**Records for the task:**
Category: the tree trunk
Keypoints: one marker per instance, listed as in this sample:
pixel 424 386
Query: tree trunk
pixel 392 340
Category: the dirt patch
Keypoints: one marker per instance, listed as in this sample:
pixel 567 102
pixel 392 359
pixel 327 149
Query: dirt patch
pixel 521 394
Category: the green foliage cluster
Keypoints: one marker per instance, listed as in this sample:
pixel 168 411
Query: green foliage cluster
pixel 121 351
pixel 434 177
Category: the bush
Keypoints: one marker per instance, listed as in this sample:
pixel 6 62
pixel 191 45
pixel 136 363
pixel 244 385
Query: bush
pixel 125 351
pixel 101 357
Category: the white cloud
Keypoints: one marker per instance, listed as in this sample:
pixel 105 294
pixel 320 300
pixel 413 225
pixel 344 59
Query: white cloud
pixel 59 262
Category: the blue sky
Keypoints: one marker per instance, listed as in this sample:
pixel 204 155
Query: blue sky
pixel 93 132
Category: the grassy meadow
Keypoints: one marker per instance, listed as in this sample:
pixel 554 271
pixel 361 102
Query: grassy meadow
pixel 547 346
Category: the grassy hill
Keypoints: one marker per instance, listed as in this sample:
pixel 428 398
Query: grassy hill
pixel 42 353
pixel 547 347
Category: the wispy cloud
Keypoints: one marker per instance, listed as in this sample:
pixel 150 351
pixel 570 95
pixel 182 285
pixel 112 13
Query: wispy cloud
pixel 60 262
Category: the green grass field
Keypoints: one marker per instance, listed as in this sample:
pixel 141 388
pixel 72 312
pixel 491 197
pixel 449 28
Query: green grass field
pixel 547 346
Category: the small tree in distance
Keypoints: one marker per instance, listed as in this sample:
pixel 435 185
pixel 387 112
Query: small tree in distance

**Task goal:**
Copy all of the entries above line for line, with no change to any character.

**Exercise result:**
Category: the tree trunk
Keypoints: one marker per instance, listed as in this sample:
pixel 424 386
Query: tree trunk
pixel 392 340
Category: the dirt patch
Keypoints: one marker per instance, listed as in this sample:
pixel 567 102
pixel 392 359
pixel 327 149
Query: dirt patch
pixel 521 394
Category: the green foliage cluster
Keypoints: one marker per instance, listed as in this sample:
pixel 168 411
Query: green foliage cluster
pixel 121 351
pixel 434 177
Category: the bush
Keypoints: one marker per instance, listed as in this sample:
pixel 6 62
pixel 191 45
pixel 136 363
pixel 244 385
Query: bush
pixel 125 351
pixel 101 357
Category: the white cloud
Keypoints: one marker per instance, listed as in this sample:
pixel 105 294
pixel 320 300
pixel 413 225
pixel 344 59
Query: white cloud
pixel 59 262
Category: the blue sky
Keypoints: one marker per instance, listed as in this sample:
pixel 204 155
Query: blue sky
pixel 93 132
Category: the grassy meadow
Keypoints: one marker per instance, listed as in this sample:
pixel 554 271
pixel 361 102
Query: grassy meadow
pixel 547 346
Category: the grassy hill
Keypoints: one marker per instance, listed as in this sample:
pixel 428 398
Query: grassy hill
pixel 42 353
pixel 547 347
Category: the wispy cloud
Keypoints: one marker per instance, listed as in this sample:
pixel 150 351
pixel 570 95
pixel 182 285
pixel 112 13
Query: wispy cloud
pixel 60 262
Category: the green grass field
Keypoints: one marker per instance, listed as in this sample:
pixel 141 388
pixel 72 312
pixel 491 197
pixel 449 28
Query: green grass field
pixel 547 346
Category: the small tree in distance
Keypoints: one marker per instance, listed as in this sample:
pixel 435 185
pixel 387 112
Query: small tree in distance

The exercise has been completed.